* _BAGIAN TEKS_:
┌──
Klaim Asing atas Kebudayaan Negeri (Belajar Lagi dari Kasus Tarian Pendet)
Oleh: Budi Agus Riswandi dan Shabhi Mahmahsani *)

Klaim Asing atas Kebudayaan Negeri (Belajar Lagi dari Kasus Tarian Pendet)

Beberapa saat ini kita dikejutkan lagi dengan berita tentang tindakan negara Malaysia yang kembali mengklaim kebudayaan negeri melalui tayangan iklan Malaysia Truly Asia 2009.

Bacaan 2 Menit
Klaim Asing atas Kebudayaan Negeri (Belajar Lagi dari Kasus Tarian Pendet)
Hukumonline

 

Yang menjadi permasalahan adalah bagaimana klaim itu bisa terjadi. Apakah Malaysia tidak tahu bahwa kebudayaan-kebudayaan sebagaimana tersebut di atas sudah beratus-ratus tahun menjadi milik bangsa Indonesia, sehingga Malaysia mengklaim kebudayaan-kebudayaan tersebut. Ataukah bangsa Indonesia sendiri yang sesungguhnya bermasalah dengan perlindungan kebudayaannya, sehingga Malaysia bisa melakukan klaim? Dari kedua kemungkinan tersebut, kemungkinan kedua adalah kemungkinan yang paling masuk akal, karena kecil kemungkinan Malaysia tidak mengetahui bahwa angklung adalah dari Indonesia karena Indonesia pernah mengadakan pameran angklung di Malaysia. Juga, sulit diterima akal Malaysia tidak tahu bahwa reog Ponorogo berasal dari Indonesia, sementara Malaysia mengimpor topeng reog dari Indonesia. Lantas, apa sebenarnya permasalahan yang terjadi terkait dengan perlindungan kebudayaan kita?
└──
* _DESKRIPSI MASALAH_: Ganti sebutan "Tarian Pendet" menjadi "Tari Pendet" dalam artikel tentang klaim budaya, mulai dari "Oleh: Budi Agus" sampai dengan "Truly Asia 2009.", lalu tuliskan kembali bagian itu. Baris-baris di bawah ini tidak diperlukan.

* _DATA TERCATAT_:
┌──
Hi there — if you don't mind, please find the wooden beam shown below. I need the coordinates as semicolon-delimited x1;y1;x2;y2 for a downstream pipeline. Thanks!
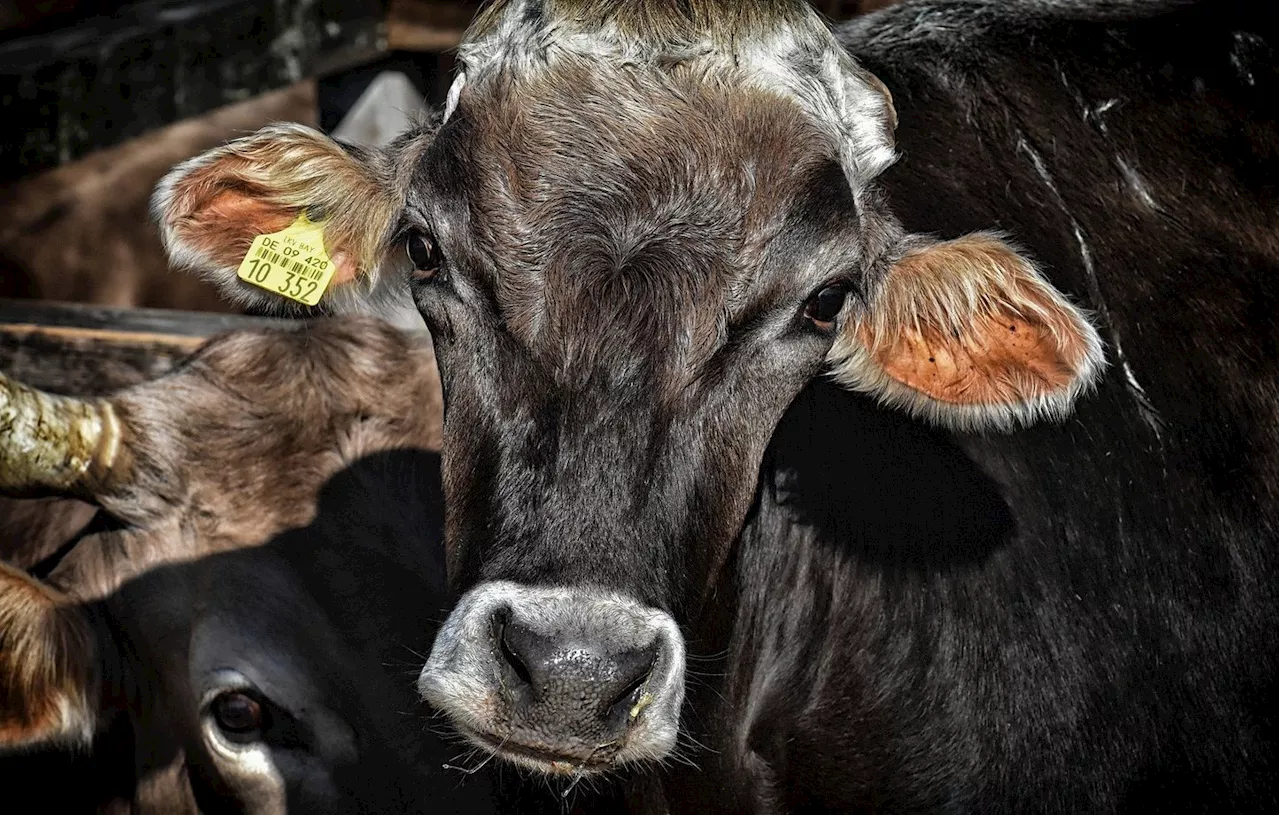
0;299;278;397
└──
* _JAWABAN TERTULIS_:
Oleh: Budi Agus Riswandi dan Shabhi Mahmahsani *)

Klaim Asing atas Kebudayaan Negeri (Belajar Lagi dari Kasus Tari Pendet)

Beberapa saat ini kita dikejutkan lagi dengan berita tentang tindakan negara Malaysia yang kembali mengklaim kebudayaan negeri melalui tayangan iklan Malaysia Truly Asia 2009.